Point placement records:
^^^^^^^^

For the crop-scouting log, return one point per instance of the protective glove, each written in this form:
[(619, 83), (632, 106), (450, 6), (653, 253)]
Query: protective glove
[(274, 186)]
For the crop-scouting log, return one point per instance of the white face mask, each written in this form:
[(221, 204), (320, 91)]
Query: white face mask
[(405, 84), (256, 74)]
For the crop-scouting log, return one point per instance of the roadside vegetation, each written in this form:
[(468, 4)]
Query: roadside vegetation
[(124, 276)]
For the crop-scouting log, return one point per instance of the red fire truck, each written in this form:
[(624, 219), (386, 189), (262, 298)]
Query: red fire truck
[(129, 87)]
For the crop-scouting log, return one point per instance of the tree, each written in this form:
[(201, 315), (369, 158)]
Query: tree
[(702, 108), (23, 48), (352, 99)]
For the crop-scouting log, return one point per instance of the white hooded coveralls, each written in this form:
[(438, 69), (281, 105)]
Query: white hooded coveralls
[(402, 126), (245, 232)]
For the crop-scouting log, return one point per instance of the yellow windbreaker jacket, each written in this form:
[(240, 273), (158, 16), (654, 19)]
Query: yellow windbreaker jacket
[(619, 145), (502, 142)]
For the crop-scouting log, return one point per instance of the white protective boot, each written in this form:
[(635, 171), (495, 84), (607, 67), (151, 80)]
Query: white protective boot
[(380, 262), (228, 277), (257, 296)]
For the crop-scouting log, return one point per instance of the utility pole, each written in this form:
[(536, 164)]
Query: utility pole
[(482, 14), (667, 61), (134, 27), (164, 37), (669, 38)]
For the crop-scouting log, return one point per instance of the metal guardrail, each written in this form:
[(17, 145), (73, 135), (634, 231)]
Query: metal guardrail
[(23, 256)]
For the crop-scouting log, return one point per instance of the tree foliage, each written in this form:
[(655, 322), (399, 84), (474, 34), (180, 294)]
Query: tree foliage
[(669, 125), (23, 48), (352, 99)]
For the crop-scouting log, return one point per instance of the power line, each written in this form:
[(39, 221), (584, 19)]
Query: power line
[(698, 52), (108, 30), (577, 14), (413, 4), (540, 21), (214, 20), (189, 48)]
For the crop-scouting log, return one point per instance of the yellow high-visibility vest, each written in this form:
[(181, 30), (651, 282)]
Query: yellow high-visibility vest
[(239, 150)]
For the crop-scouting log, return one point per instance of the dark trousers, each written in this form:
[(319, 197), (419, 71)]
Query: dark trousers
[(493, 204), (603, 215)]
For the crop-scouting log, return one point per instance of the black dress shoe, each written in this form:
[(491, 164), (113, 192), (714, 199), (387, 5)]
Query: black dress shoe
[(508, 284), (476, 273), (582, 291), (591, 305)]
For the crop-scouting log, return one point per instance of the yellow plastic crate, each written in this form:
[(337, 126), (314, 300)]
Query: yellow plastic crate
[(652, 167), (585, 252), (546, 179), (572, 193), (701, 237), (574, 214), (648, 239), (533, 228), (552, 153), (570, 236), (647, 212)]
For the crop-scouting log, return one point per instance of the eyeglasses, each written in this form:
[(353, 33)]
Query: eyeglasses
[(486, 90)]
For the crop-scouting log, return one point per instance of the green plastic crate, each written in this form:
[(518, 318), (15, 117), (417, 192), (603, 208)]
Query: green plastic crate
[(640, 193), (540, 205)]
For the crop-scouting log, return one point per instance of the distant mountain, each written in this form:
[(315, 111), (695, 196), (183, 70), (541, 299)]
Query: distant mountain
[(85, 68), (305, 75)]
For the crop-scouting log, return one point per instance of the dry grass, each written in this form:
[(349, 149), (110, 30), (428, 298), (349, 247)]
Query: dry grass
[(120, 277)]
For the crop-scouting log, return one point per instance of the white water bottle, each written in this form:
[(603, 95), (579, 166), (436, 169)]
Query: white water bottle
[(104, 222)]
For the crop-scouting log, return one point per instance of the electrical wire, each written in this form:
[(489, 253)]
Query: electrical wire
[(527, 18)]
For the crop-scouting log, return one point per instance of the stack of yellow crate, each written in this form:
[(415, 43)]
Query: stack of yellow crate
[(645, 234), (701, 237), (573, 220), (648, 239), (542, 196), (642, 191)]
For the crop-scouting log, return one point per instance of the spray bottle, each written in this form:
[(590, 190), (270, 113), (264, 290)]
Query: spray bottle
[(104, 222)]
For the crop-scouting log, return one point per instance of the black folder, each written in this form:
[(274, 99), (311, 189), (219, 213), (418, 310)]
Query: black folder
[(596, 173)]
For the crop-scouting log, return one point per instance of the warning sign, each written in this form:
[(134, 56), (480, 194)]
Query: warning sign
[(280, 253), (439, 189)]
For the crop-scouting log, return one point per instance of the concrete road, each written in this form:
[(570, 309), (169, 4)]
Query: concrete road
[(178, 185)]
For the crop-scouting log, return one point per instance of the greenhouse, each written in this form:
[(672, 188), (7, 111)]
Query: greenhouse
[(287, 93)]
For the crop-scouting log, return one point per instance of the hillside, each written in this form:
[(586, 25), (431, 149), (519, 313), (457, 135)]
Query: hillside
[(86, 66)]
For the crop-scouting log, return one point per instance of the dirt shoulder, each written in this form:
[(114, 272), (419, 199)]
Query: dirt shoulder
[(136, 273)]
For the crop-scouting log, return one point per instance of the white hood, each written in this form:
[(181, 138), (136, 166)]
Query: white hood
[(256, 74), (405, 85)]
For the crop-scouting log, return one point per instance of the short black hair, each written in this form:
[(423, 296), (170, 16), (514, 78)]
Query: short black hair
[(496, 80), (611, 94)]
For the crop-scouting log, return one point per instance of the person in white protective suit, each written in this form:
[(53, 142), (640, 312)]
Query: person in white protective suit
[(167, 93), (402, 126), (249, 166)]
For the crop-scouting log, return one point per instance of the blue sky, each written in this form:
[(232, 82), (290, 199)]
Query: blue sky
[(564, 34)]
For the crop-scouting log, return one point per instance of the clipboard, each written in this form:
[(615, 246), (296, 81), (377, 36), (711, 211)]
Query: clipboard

^^^^^^^^

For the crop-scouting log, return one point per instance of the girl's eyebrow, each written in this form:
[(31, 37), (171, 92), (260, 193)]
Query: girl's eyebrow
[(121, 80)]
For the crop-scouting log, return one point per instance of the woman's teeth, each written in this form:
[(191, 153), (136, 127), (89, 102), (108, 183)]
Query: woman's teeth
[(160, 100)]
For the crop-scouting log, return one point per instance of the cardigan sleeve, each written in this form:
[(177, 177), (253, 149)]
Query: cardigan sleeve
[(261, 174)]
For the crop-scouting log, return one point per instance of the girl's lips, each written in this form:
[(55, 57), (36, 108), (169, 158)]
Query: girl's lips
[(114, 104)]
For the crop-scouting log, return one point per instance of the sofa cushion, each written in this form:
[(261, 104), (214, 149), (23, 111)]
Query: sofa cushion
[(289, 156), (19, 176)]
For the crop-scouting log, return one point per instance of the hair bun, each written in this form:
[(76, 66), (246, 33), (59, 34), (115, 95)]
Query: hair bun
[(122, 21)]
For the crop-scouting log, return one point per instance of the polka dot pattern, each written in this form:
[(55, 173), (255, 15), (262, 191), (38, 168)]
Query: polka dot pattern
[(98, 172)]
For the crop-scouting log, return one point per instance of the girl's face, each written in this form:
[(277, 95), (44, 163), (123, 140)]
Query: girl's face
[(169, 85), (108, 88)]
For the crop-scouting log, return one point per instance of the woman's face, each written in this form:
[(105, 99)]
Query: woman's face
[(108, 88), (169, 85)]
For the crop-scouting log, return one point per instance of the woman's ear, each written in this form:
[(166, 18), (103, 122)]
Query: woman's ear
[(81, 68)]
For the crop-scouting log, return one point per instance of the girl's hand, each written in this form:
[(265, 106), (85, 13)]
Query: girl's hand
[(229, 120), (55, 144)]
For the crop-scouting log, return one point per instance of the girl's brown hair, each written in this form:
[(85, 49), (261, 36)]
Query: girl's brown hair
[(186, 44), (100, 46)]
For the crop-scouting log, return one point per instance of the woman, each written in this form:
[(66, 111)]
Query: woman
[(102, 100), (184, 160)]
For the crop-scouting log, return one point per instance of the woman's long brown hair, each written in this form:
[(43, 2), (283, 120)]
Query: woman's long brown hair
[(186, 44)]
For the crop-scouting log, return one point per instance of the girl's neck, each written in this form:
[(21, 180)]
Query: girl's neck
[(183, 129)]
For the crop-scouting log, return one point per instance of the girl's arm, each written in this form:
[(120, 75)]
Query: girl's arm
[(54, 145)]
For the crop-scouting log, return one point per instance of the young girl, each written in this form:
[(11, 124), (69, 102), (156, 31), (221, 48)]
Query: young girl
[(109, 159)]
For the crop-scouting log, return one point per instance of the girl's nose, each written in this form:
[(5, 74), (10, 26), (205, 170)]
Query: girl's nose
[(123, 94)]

^^^^^^^^

:: Aim ::
Copy the records above word for word, taking only the stretch from the line that contains "the green plastic" through the line that contains "[(85, 68), (305, 75)]", with both of those lines included.

:: Exercise solution ::
For the crop-scouting log, return one point per instance of the green plastic crate, each written in this form:
[(518, 318), (15, 117), (417, 192), (603, 208)]
Query: green plastic crate
[(640, 193), (540, 205)]
For the crop-scouting log, return one point per instance of the distant mountain, each written in this form:
[(315, 111), (695, 196), (183, 70), (541, 299)]
Query: distant mountain
[(85, 68), (305, 75)]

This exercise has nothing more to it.